-- Work instructions --
(1) Answer these questions using the Xerox filing:
(a) How much cash will Fuji Xerox pay for the China operations?
(b) In what year did the Registrant begin marketing products in Hong Kong?
(c) Which two companies jointly own Fuji Xerox?
(2) Reproduce the part of the records that opens with the line containing "target | black jacket" and closes with the final line of the records, keeping both ends.

Item 5.  Other Events

Following through on a key tenet in its business turnaround plan, Xerox
Corporation ("Registrant") today announced an agreement to sell its China
operations to Fuji Xerox Co. Ltd. for $550 million cash.  The sale is
scheduled to close December 20.

Under the terms of the agreement, the manufacturing, sales and service
functions in China and Hong Kong, including ownership of Xerox (China) Ltd.
and Xerox (Hong Kong) Ltd. will be transferred to Fuji Xerox.

The sale of Xerox China is part of an asset-disposition initiative outlined by
Registrant in October.  Registrant's business turnaround program also includes
significant cost reductions and a renewed commitment to its core business
operations.

"Our asset disposition initiative, designed to raise $2 billion to $4 billion,
is on track.  The first of those sales, Xerox China operations, is ahead of
schedule.  And our $1 billion cost-reduction program is on target," said Paul
A. Allaire, Registrant's chairman and chief executive officer.  "We will
announce additional actions that will further improve our liquidity as they
are agreed."

Registrant began marketing products in Hong Kong in 1964 and entered the
market in China in 1980.  In 1995, Registrant established Xerox (China)
Limited, to hold the company's mainland China interests, including wholly
owned subsidiaries and joint ventures with Chinese national companies. Xerox
China has approximately 1,500 employees with 1999 sales of $200 million.

"With our unique understanding of the Asia-Pacific marketplace, we are eager
to make the investments that will deliver the latest technology to the Chinese
marketplace, provide a broader range of products and services for Xerox China
customers and offer growth and opportunity for Xerox China employees," said
Masamoto Sakamoto, president, Fuji Xerox.

To drive the business forward, on Jan. 1, 2001 Fuji Xerox will establish a
China Office reporting to Sakamoto.

"This is welcome news for Xerox China customers," said Allan Lin, president
and chief executive officer, Xerox China.  "Xerox Corporation has made
investments to build a world-class manufacturing, sales and marketing
organization in China.  Fuji Xerox will build on that foundation and ensure
our customers benefit from the next generation of document processing
technologies.  And the brand, the commitment to quality and customer
satisfaction will remain unchanged."

Since 1995 Fuji Xerox has been operating a printer manufacturing plant in
Shenzhen, which delivers desktop printers to markets worldwide.

Fuji Xerox is an $8 billion corporation with 30,000 employees in the Asia
Pacific and Pacific Rim regions, including more than 20,000 employees in
Japan.  Fuji Xerox is jointly owned by Fuji Photo Film Co., Ltd. and Xerox
Corporation.


                        Forward-Looking Statements

From time to time the Registrant (or the "Company") and its representatives
may provide information, whether orally or in writing, which are deemed to be
"forward-looking" within the meaning of the Private Securities Litigation
Reform Act of 1995 ("Litigation Reform Act").  These forward-looking
statements and other information relating to the Company are based on the
beliefs of management as well as assumptions made by and information currently
available to management.

The words "anticipate," "believe," "estimate," "expect," "intend," "will," and
similar expressions, as they relate to the Company or the Company's
management, are intended to identify forward-looking statements.  Such
statements reflect the current views of the Registrant with respect to future
events and are subject to certain risks, uncertainties and assumptions.
Should one or more of these risks or uncertainties materialize, or should
underlying assumptions prove incorrect, actual results may vary materially
from those described herein as anticipated, believed, estimated or expected.

-- Data entries --
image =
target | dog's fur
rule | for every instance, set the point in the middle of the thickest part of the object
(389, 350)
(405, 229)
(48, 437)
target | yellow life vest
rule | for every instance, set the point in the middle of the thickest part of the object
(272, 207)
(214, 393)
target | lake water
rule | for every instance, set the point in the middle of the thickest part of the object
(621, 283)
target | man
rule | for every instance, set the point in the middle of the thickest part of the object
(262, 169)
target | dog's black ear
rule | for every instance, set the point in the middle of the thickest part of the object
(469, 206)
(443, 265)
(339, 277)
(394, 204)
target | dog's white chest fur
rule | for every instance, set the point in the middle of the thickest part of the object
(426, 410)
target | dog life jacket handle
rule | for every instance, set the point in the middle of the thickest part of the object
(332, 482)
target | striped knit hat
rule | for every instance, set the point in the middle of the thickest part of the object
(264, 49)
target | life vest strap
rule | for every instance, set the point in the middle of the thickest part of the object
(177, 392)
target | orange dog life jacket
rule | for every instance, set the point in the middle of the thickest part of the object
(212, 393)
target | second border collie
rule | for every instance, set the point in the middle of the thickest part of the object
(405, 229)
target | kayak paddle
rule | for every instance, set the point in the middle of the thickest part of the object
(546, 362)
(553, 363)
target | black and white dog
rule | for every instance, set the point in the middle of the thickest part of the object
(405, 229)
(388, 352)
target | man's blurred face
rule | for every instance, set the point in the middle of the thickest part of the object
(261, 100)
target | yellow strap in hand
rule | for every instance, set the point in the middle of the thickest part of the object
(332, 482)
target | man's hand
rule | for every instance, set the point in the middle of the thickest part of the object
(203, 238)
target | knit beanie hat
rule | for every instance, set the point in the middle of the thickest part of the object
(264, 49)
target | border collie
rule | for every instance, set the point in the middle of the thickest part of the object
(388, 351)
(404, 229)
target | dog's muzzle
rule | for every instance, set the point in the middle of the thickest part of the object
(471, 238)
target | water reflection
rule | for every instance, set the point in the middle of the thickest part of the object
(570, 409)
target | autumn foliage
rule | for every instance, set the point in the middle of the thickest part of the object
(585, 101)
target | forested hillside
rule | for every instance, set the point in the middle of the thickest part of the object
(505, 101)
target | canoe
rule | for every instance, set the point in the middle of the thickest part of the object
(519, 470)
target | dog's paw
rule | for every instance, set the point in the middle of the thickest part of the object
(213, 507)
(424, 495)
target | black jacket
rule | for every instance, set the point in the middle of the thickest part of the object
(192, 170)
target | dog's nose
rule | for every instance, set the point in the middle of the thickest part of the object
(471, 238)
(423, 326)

-- Per-task outputs --
(1)
(a) $550 million.
(b) 1964.
(c) Fuji Photo Film Co., Ltd. and Xerox Corporation.

(2)
target | black jacket
rule | for every instance, set the point in the middle of the thickest part of the object
(192, 170)
target | dog's nose
rule | for every instance, set the point in the middle of the thickest part of the object
(471, 238)
(423, 326)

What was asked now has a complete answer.